EXERCISE TASK 1
Pick out each line of the listing below that contains the string "embankment", matching case exactly.
EXERCISE TASK 2
Pick up the piece below on de-icing a car windscreen and carry it on from its final sentence.

TEXT SEGMENT

↓

Following on from our road safety tips, and with temperatures dropping below zero, properly and fully de-icing your windscreen and other windows is so important.
We’ve all been there – you’re running late on a cold, frosty morning and you haven’t left yourself enough time to de-ice your windscreen. The temptation is to reach for the kettle, but this could be disastrous! Extreme heat on a cold windscreen could crack the glass and land you with the expense and bother of having to replace it.
Or, in your rush, you reach for your bank card to scrape off the ice or worse, some other sharp object, which could scratch your windscreen. If you don’t clear the windscreen fully, you could be liable for a £60 fine and 3 points on your licence for driving with a limited view of the road. A sure way of increasing your car insurance costs.

↑

DATA FOR THE TASK
↓

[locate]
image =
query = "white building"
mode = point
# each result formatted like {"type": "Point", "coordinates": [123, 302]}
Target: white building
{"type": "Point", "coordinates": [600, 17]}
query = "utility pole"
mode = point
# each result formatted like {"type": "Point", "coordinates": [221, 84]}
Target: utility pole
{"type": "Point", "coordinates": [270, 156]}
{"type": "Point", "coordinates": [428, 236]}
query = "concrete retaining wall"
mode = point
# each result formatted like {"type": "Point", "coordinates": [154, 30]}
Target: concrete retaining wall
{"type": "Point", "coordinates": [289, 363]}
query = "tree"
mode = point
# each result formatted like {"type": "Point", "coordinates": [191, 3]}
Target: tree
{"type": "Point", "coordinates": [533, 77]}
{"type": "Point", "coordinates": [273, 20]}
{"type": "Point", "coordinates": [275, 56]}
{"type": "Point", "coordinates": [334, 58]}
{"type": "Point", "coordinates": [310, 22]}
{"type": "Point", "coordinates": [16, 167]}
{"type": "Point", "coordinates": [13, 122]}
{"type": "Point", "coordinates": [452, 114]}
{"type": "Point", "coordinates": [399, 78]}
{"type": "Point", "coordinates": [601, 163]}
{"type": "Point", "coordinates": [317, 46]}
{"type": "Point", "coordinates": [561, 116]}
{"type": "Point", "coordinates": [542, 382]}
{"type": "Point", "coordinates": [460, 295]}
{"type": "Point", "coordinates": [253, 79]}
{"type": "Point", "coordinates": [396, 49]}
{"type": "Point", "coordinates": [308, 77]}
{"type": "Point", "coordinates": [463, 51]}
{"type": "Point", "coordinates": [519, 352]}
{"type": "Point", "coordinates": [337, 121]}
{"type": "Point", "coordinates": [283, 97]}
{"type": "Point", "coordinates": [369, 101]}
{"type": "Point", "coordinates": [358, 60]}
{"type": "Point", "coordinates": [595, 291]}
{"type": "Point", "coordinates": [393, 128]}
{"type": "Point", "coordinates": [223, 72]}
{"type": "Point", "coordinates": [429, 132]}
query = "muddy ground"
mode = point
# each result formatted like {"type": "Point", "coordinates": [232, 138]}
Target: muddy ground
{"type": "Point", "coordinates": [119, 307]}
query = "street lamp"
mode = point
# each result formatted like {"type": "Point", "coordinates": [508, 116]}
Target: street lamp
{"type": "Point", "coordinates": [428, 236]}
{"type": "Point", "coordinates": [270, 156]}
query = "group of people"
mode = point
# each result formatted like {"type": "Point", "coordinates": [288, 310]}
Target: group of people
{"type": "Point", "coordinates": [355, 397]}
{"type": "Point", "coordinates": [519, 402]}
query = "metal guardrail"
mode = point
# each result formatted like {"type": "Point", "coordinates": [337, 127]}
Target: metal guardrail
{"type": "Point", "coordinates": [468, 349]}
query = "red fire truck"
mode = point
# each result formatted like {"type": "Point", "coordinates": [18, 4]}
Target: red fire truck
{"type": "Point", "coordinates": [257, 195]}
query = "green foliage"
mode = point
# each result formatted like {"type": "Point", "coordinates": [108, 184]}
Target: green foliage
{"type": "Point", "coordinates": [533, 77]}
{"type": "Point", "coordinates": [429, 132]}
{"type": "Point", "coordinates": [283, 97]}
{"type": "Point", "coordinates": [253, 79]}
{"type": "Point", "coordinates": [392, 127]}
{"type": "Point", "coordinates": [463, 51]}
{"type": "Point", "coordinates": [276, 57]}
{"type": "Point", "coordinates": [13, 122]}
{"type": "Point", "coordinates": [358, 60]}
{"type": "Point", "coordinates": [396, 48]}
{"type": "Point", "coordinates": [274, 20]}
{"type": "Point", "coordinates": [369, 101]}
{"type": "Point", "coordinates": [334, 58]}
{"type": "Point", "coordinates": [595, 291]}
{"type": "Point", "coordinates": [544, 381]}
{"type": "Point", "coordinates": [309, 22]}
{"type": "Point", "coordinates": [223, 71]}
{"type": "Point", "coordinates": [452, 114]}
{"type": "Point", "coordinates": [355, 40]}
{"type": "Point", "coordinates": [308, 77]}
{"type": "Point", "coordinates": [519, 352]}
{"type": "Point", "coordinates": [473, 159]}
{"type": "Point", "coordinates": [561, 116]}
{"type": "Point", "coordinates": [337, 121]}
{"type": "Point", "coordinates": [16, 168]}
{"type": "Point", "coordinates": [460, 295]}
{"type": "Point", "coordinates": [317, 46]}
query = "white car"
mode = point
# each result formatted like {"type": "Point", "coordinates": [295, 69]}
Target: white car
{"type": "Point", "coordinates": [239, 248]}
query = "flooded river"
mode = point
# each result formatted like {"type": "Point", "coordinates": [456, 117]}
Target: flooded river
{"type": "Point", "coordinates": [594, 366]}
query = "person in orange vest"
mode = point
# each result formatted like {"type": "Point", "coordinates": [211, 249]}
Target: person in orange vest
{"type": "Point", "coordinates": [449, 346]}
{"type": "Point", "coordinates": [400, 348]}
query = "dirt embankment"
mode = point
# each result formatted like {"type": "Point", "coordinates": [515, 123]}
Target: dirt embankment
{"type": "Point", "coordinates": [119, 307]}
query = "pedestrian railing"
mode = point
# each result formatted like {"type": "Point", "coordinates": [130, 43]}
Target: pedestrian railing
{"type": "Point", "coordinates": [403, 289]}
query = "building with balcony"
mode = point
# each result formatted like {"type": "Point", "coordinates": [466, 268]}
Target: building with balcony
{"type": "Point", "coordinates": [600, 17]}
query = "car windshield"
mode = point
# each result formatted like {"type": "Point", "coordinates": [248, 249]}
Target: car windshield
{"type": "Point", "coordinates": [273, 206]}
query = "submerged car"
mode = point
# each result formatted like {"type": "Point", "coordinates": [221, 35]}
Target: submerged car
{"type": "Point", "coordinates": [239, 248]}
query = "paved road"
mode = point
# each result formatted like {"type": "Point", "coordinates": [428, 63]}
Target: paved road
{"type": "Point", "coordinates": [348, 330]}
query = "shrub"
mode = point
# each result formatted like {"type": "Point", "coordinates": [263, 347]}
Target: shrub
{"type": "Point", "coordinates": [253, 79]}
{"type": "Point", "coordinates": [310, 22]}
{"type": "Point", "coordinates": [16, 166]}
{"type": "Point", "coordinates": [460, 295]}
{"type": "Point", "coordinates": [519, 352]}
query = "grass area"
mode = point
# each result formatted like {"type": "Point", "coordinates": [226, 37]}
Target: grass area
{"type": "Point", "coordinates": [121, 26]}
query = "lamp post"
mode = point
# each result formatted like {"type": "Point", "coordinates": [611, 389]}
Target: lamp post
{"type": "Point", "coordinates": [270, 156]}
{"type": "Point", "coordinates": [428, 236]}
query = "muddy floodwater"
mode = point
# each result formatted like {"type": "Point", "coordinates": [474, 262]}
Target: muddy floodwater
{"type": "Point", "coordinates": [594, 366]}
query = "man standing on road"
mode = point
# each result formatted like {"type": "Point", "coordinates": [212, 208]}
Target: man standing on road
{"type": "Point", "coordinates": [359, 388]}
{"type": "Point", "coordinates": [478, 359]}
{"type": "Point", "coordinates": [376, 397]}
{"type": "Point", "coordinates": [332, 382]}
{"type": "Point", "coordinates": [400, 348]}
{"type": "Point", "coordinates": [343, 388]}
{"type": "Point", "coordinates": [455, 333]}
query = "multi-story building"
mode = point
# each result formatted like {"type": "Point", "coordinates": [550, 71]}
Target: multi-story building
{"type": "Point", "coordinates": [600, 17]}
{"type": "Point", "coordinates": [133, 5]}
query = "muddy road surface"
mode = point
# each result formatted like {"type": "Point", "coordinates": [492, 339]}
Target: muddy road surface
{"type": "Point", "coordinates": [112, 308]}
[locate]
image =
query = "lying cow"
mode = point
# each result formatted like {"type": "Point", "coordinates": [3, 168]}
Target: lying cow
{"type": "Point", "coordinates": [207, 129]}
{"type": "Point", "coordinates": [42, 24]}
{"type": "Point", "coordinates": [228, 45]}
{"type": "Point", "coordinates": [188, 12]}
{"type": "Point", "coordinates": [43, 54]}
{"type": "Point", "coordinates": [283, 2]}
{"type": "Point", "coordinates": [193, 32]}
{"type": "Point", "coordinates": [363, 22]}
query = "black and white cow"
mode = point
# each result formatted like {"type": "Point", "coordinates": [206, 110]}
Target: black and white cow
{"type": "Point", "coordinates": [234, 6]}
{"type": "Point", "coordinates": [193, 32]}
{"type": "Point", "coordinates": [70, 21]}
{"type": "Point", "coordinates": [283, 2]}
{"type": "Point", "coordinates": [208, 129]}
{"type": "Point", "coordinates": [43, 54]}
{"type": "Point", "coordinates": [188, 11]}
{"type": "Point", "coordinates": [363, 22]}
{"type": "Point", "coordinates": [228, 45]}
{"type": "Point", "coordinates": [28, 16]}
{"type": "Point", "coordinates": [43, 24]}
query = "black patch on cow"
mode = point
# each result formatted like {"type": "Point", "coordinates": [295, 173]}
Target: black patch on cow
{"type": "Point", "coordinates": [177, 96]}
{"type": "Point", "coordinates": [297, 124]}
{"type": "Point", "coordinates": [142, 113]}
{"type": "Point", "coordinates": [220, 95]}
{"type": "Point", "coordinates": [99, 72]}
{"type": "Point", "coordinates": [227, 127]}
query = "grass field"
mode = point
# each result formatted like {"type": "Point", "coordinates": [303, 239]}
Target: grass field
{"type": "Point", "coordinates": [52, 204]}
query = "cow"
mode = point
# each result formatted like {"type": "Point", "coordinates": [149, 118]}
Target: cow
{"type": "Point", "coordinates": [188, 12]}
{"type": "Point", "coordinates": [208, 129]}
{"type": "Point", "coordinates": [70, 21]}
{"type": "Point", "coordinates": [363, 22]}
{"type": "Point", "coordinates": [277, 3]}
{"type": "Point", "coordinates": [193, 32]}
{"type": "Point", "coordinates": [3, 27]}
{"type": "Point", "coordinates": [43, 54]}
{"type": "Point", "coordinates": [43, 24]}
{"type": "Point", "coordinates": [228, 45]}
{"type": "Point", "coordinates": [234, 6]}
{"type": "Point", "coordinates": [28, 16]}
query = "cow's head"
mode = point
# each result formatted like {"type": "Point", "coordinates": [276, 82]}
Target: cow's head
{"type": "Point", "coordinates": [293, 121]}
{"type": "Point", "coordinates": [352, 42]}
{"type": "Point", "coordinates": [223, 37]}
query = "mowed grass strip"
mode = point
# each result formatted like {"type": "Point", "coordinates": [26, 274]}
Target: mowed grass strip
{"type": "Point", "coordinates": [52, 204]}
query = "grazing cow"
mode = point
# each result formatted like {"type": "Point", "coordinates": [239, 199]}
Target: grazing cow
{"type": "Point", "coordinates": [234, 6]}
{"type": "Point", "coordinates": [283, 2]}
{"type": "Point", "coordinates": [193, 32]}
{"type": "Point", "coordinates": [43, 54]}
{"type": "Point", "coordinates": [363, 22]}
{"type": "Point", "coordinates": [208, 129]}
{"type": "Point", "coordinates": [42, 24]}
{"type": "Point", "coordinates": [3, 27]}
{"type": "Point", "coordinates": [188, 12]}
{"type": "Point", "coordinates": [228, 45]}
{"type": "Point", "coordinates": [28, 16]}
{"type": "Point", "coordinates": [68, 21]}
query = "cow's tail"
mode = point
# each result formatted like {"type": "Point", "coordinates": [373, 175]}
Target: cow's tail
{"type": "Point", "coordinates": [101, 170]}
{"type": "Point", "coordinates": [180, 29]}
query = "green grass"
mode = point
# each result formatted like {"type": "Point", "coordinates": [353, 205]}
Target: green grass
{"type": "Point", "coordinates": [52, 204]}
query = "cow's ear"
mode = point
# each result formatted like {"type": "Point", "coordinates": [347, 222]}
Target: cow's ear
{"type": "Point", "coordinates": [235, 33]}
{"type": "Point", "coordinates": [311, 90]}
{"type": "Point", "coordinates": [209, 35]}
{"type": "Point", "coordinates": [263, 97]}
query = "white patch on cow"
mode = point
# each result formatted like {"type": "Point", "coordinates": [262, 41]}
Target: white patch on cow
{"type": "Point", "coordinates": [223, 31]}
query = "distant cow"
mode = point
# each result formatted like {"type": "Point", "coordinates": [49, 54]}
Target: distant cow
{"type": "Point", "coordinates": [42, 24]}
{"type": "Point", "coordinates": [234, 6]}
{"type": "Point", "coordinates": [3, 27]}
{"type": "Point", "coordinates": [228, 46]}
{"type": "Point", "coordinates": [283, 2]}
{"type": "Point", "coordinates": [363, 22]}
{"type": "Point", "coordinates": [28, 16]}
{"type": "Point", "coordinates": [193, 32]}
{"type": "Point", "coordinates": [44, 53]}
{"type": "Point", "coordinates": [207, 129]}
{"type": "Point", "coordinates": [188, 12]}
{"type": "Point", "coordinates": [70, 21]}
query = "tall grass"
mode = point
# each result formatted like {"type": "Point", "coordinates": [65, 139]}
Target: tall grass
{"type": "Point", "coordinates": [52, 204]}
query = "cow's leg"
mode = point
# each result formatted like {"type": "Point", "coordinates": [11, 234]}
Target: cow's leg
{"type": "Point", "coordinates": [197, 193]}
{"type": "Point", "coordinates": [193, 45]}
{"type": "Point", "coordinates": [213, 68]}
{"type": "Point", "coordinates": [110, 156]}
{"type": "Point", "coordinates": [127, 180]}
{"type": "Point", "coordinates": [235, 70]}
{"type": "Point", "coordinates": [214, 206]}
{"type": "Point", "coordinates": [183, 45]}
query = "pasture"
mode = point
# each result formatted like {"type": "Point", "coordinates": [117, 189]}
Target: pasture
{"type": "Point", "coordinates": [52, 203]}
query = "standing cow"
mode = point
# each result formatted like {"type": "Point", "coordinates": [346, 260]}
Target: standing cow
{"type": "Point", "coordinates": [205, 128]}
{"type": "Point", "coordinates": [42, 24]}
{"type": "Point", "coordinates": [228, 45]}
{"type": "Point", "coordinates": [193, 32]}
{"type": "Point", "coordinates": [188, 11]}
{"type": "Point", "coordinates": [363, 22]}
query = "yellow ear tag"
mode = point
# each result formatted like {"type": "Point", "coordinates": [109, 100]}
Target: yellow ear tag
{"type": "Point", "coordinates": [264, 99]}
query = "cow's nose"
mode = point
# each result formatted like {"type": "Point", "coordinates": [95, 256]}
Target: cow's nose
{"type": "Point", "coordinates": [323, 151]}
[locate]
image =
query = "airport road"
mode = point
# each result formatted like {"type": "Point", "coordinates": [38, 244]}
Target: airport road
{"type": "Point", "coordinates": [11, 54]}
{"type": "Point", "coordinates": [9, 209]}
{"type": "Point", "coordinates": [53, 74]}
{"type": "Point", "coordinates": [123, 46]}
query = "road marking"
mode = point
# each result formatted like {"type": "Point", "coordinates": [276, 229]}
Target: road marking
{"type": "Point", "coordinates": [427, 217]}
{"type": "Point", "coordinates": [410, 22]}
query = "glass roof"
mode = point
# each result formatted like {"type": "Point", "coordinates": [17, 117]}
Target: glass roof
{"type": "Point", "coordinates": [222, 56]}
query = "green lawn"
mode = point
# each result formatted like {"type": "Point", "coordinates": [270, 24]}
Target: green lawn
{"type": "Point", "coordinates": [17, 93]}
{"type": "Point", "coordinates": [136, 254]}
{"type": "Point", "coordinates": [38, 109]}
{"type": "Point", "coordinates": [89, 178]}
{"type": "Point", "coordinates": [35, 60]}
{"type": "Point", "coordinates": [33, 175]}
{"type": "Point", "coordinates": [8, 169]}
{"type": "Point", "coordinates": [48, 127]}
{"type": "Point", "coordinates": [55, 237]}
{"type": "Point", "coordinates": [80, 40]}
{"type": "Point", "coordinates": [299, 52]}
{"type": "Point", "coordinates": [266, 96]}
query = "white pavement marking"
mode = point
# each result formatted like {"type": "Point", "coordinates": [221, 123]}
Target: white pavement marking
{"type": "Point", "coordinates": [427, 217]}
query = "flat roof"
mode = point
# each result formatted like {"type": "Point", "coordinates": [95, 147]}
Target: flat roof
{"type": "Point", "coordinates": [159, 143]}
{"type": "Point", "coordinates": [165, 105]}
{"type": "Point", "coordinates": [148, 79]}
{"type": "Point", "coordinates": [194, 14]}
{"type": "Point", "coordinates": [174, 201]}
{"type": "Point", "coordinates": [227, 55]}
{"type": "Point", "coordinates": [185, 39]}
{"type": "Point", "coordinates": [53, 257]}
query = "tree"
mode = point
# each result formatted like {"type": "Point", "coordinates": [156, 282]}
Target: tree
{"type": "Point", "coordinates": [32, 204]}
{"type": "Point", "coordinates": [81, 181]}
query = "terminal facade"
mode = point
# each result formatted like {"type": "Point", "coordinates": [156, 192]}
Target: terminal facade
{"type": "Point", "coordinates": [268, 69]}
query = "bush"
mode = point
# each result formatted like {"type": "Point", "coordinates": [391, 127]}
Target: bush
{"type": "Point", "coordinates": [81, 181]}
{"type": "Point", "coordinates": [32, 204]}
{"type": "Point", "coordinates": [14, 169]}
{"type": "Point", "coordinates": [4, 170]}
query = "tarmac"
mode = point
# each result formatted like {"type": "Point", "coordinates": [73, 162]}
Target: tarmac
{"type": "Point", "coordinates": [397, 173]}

↑

RIGHT ANSWER 1
query = "dirt embankment"
Target: dirt embankment

RIGHT ANSWER 2
You might think ahead and go out to start your engine to warm up the car before you’re ready to set off. You then wander back into the house, while the heat performs its magic, but that may not be the best option either. Idling car engines are unhealthy, pumping out exhaust fumes, wasting fuel and damaging the environment which could land you with a £20 fine. You’re also making yourself vulnerable to thieves if you leave your car unattended while it’s running, plus the impact that will also have on your insurance premiums.
So, after considering what not to do, give these methods a go: –
- Firstly make sure your wipers are switched off. If they’re frozen to the windscreen, they could be damaged when the engine starts.
- Turn on the ignition and have the heating on max. Point the blowers on the windscreen or switch on the heated windscreen option. You could also switch on the air con to keep the air dry.
- Go to town with an ice scraper and de-icer. De-icer spray is a quick and easy way to de-ice your car windows. It’s safe to use on your car and shouldn’t damage the paintwork, but the chemicals it contains could be bad for the environment. If you’re trying to be ‘green’, making your own de-icer at home is a good alternative. Using 1 part water and 3 parts white vinegar in a misting spray bottle can work well, or spray your windscreen the night before as a preventative measure. The solution has a low freezing point and should quickly clear the frost.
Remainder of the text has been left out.